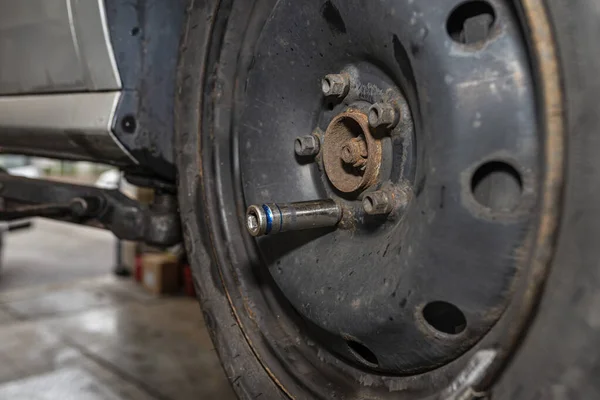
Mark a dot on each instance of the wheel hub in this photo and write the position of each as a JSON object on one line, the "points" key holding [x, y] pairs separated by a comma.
{"points": [[351, 154]]}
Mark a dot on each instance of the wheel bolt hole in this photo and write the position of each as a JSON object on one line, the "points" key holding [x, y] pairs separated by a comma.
{"points": [[497, 186], [298, 146], [128, 124], [368, 204], [471, 22], [444, 317], [362, 353], [325, 85], [373, 115]]}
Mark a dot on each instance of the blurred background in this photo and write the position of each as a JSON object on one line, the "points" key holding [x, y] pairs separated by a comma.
{"points": [[85, 316]]}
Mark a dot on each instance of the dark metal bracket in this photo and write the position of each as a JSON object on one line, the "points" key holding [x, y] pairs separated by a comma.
{"points": [[157, 224]]}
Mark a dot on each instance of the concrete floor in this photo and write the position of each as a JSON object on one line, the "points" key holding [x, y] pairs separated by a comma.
{"points": [[85, 335]]}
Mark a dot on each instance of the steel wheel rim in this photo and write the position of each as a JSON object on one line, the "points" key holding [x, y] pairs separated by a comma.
{"points": [[357, 374]]}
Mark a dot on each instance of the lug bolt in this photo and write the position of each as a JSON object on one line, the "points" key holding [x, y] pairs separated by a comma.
{"points": [[272, 218], [377, 203], [355, 153], [383, 115], [335, 85], [307, 146]]}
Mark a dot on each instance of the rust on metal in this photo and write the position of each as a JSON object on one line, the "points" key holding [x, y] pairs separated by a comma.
{"points": [[343, 141], [540, 246]]}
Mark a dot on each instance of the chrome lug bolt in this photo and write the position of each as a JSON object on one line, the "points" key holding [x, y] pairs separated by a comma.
{"points": [[335, 85], [271, 218]]}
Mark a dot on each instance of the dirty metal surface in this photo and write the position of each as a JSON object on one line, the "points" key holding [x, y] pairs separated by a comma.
{"points": [[345, 128], [370, 283]]}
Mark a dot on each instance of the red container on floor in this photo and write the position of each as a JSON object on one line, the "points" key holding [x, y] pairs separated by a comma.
{"points": [[188, 281], [139, 269]]}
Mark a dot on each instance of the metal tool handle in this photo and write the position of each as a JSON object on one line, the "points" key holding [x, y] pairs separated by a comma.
{"points": [[272, 218]]}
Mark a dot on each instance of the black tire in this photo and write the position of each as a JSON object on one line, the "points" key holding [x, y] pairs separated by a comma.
{"points": [[558, 358]]}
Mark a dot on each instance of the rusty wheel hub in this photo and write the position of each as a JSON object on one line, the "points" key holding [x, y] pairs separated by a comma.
{"points": [[351, 154]]}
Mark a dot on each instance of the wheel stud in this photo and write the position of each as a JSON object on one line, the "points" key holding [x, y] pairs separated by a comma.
{"points": [[383, 115], [274, 218], [377, 203], [355, 153], [307, 146], [335, 85]]}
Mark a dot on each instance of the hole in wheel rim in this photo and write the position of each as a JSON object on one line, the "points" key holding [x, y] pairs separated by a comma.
{"points": [[362, 353], [471, 22], [325, 85], [444, 317], [497, 186]]}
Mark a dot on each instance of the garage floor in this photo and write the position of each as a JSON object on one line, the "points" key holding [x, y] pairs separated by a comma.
{"points": [[98, 337]]}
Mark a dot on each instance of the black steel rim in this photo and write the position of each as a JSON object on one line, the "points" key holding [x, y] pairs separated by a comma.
{"points": [[362, 344]]}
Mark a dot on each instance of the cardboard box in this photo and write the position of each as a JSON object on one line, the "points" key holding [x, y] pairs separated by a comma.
{"points": [[160, 273]]}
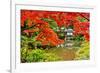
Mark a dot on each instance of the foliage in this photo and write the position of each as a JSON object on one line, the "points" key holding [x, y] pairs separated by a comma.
{"points": [[83, 52], [37, 55]]}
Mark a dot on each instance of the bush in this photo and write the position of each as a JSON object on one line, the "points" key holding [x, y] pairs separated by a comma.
{"points": [[83, 52]]}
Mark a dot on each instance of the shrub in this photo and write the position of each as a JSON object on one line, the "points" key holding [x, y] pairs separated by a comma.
{"points": [[83, 52]]}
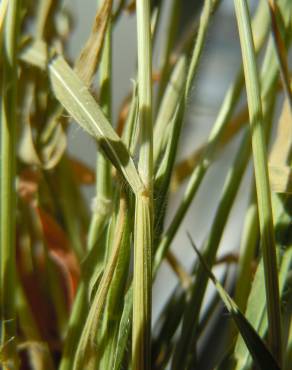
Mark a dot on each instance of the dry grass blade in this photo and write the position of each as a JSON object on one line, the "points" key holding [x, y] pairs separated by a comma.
{"points": [[89, 58], [282, 145], [277, 24]]}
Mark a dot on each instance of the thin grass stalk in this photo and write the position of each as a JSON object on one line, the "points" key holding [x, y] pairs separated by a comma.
{"points": [[8, 177], [142, 280], [199, 172], [261, 177], [103, 204], [87, 353], [184, 355], [165, 63]]}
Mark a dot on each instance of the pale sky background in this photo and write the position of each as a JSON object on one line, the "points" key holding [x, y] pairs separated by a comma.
{"points": [[218, 65]]}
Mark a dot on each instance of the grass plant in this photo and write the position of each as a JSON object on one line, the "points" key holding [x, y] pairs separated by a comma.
{"points": [[76, 278]]}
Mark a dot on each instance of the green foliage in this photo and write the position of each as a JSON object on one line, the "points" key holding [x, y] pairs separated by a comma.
{"points": [[72, 296]]}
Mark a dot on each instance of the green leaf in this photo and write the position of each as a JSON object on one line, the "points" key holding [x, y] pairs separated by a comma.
{"points": [[77, 100], [261, 355]]}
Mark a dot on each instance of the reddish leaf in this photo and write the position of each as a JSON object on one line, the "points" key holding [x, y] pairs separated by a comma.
{"points": [[59, 249]]}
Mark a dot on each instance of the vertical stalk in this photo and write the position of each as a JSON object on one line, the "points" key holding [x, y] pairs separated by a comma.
{"points": [[144, 207], [103, 179], [261, 177], [8, 176]]}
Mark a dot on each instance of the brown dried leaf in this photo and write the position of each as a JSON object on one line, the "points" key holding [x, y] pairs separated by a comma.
{"points": [[283, 141], [89, 58], [59, 248]]}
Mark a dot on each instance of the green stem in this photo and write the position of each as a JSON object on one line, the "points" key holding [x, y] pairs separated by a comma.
{"points": [[143, 237], [103, 181], [261, 177], [8, 177]]}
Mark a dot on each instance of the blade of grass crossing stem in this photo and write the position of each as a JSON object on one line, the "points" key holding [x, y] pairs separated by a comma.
{"points": [[224, 115], [256, 309], [260, 353], [142, 280], [184, 352], [8, 178], [114, 309], [103, 204], [208, 8], [87, 354], [77, 100], [250, 232], [261, 177]]}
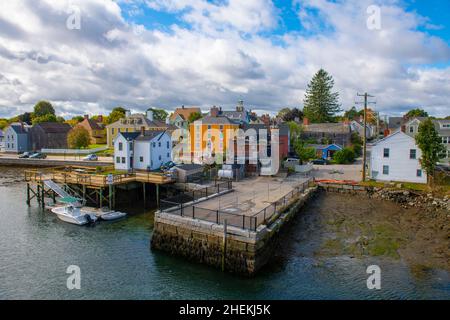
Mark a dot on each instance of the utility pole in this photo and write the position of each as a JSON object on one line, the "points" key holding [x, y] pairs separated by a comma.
{"points": [[366, 102]]}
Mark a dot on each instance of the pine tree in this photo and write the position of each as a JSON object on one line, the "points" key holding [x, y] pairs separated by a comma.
{"points": [[320, 103], [430, 144]]}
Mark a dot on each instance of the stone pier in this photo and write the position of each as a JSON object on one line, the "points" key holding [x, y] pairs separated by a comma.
{"points": [[243, 251]]}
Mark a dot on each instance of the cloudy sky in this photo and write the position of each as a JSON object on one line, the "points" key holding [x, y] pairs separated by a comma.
{"points": [[87, 56]]}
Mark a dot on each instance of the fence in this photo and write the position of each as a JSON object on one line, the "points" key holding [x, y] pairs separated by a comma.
{"points": [[74, 151], [249, 222]]}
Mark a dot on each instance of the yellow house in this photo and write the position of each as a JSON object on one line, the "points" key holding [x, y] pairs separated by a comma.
{"points": [[135, 123], [210, 133]]}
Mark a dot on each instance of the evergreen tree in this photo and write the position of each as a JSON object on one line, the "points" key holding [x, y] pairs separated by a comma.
{"points": [[320, 103]]}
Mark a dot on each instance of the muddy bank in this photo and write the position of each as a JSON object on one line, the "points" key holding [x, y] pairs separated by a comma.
{"points": [[356, 226]]}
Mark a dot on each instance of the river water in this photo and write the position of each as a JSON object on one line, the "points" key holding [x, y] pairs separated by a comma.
{"points": [[116, 262]]}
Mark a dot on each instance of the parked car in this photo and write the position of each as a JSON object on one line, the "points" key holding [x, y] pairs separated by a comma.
{"points": [[38, 155], [24, 155], [90, 157]]}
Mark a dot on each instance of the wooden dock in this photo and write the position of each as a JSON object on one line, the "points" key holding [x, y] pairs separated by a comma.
{"points": [[99, 188]]}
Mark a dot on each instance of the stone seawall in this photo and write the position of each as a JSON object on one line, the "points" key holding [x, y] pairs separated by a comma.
{"points": [[245, 252]]}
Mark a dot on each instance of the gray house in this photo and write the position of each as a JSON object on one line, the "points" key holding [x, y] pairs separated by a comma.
{"points": [[49, 135], [442, 127], [16, 138]]}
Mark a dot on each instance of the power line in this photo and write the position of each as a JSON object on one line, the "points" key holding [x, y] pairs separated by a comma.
{"points": [[366, 102]]}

**TASK TO COMPLETE**
Starting at the line that contains "Mark a dot on each instance of the muddy", print every line through the end of the listing, word for word. Leave out all the rest.

**FULL SOLUTION**
Mark a dot on each instance of the muddy bank in this photo and write the position of each as a JSON object on one line, the "points" key holding [x, y] pairs separated by a comma.
{"points": [[356, 226]]}
Mark a dot on each instance of the river water in this photo and write the position of each as a JSON object on one line, the "points" key holding [x, y] pairs separated by a comma.
{"points": [[116, 262]]}
Mark a dot on each instance of the parked car in this photo and write the position of each as a JSON object on one line, the "points" key holding [x, y] pairs separated by a comma.
{"points": [[38, 155], [24, 155], [90, 157]]}
Mark a dot on each instance of the wooden dock in this photo and write the position of each as a JSON object on one line, the "points" key holding [x, y] pairs separated by a comma.
{"points": [[99, 188]]}
Mark a dot on each instance of the stone seawall in this photo and write the position of each as a JSON object on one line, the "points" key holding [x, y] pairs separated by a comma.
{"points": [[245, 252]]}
Mark a dot on each instance of the gray house in this photo and write the position of each as a JSON object on one line, the "points" key holding [x, y] pairs separated by a comma.
{"points": [[49, 135], [442, 127], [16, 138]]}
Mark a dot on each instance of the power line in this photo and write the position of each as a JSON object on one line, the "points" key holding [x, y] pairs separated by a comma.
{"points": [[366, 102]]}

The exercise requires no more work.